** Opening Data shown block **

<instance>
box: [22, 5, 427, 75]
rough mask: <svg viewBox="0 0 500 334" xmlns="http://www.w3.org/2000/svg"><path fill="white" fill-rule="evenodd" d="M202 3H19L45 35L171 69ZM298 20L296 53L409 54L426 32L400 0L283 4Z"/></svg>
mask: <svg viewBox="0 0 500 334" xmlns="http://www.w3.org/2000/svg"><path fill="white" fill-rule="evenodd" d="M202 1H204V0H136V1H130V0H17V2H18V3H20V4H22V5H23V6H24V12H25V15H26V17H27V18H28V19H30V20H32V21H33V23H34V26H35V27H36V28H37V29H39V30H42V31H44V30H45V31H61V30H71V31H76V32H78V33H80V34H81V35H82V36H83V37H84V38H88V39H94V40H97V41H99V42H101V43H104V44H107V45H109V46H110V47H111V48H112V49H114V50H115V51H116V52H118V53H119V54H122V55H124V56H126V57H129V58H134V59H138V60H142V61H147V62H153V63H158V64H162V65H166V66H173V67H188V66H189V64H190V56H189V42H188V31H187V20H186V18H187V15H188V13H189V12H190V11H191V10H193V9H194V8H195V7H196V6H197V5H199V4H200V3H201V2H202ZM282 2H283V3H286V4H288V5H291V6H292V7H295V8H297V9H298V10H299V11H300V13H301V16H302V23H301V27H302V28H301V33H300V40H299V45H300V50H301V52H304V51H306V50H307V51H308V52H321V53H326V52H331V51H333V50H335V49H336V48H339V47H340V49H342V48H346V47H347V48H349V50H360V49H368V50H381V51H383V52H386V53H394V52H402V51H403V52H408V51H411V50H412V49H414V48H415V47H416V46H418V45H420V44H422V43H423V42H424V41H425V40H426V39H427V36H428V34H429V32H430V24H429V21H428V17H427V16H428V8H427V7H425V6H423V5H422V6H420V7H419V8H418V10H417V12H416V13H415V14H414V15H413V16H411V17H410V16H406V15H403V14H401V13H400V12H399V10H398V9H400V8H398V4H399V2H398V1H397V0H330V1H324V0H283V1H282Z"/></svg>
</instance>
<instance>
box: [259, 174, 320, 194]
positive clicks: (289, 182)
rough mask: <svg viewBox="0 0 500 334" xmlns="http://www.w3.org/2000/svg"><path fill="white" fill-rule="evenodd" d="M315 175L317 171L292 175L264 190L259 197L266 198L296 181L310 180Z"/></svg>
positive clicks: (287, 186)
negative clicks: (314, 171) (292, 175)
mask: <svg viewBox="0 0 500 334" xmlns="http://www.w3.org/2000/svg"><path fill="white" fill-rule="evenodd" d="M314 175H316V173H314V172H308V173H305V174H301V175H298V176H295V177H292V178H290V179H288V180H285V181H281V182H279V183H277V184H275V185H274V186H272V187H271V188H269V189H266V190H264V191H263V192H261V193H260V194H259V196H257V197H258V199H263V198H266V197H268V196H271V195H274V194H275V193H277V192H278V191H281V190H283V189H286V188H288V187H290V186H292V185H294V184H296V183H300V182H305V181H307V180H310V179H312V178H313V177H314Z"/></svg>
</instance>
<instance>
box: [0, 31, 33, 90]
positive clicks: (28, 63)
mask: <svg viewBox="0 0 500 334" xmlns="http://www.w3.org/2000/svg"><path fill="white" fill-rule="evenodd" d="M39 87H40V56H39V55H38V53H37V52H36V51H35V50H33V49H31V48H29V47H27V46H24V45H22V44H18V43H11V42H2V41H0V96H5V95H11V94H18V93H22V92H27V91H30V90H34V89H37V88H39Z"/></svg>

** Closing Data shown block **

— What this task involves —
Full repetition needed. Write out every entry above exactly as given.

— Result —
<instance>
box: [22, 5, 427, 75]
rough mask: <svg viewBox="0 0 500 334" xmlns="http://www.w3.org/2000/svg"><path fill="white" fill-rule="evenodd" d="M202 3H19L45 35L171 69ZM298 20L296 53L409 54L426 32L400 0L283 4Z"/></svg>
mask: <svg viewBox="0 0 500 334" xmlns="http://www.w3.org/2000/svg"><path fill="white" fill-rule="evenodd" d="M202 1H204V0H136V1H130V0H17V2H18V3H20V4H22V5H23V6H24V12H25V15H26V17H27V18H28V19H30V20H32V21H33V23H34V26H35V27H36V28H37V29H39V30H42V31H44V30H45V31H61V30H71V31H76V32H78V33H80V34H81V35H82V36H83V37H84V38H88V39H94V40H97V41H99V42H101V43H104V44H107V45H109V46H110V47H111V48H112V49H114V50H115V51H116V52H118V53H119V54H122V55H124V56H126V57H129V58H134V59H138V60H142V61H147V62H153V63H158V64H162V65H166V66H173V67H188V66H189V64H190V56H189V42H188V31H187V20H186V18H187V15H188V13H189V12H190V11H191V10H193V9H194V8H195V7H196V6H197V5H199V4H200V3H201V2H202ZM282 2H283V3H286V4H288V5H291V6H292V7H295V8H297V9H298V10H299V11H300V13H301V16H302V23H301V27H302V28H301V33H300V40H299V45H300V50H301V52H304V51H306V50H307V51H308V52H321V53H326V52H331V51H333V50H335V49H336V48H339V47H340V49H342V48H346V47H347V48H349V50H360V49H368V50H381V51H383V52H386V53H394V52H402V51H403V52H408V51H411V50H412V49H414V48H415V47H416V46H418V45H420V44H422V43H423V42H424V41H425V40H426V39H427V36H428V34H429V32H430V24H429V21H428V17H427V16H428V8H427V7H425V6H423V5H422V6H420V7H419V8H418V10H417V12H416V13H415V14H414V15H413V16H411V17H410V16H406V15H403V14H401V13H400V12H399V10H398V9H400V8H398V4H399V2H398V1H397V0H330V1H324V0H283V1H282Z"/></svg>
</instance>
<instance>
box: [259, 174, 320, 194]
positive clicks: (289, 182)
rough mask: <svg viewBox="0 0 500 334" xmlns="http://www.w3.org/2000/svg"><path fill="white" fill-rule="evenodd" d="M315 175L317 171L292 175L264 190L259 197L266 198L296 181L310 180Z"/></svg>
positive clicks: (287, 186)
negative clicks: (314, 171) (292, 175)
mask: <svg viewBox="0 0 500 334" xmlns="http://www.w3.org/2000/svg"><path fill="white" fill-rule="evenodd" d="M314 175H316V173H314V172H308V173H305V174H301V175H298V176H295V177H292V178H290V179H288V180H285V181H281V182H279V183H277V184H275V185H274V186H272V187H271V188H269V189H266V190H264V191H263V192H261V193H260V194H259V196H257V197H258V199H263V198H266V197H268V196H271V195H274V194H275V193H277V192H278V191H281V190H283V189H286V188H288V187H290V186H292V185H294V184H296V183H300V182H305V181H307V180H310V179H312V178H313V177H314Z"/></svg>
</instance>
<instance>
box: [0, 31, 33, 90]
positive clicks: (28, 63)
mask: <svg viewBox="0 0 500 334" xmlns="http://www.w3.org/2000/svg"><path fill="white" fill-rule="evenodd" d="M39 87H40V56H39V55H38V53H37V52H36V51H35V50H33V49H31V48H29V47H27V46H24V45H22V44H18V43H11V42H2V41H0V96H5V95H11V94H18V93H22V92H27V91H30V90H34V89H37V88H39Z"/></svg>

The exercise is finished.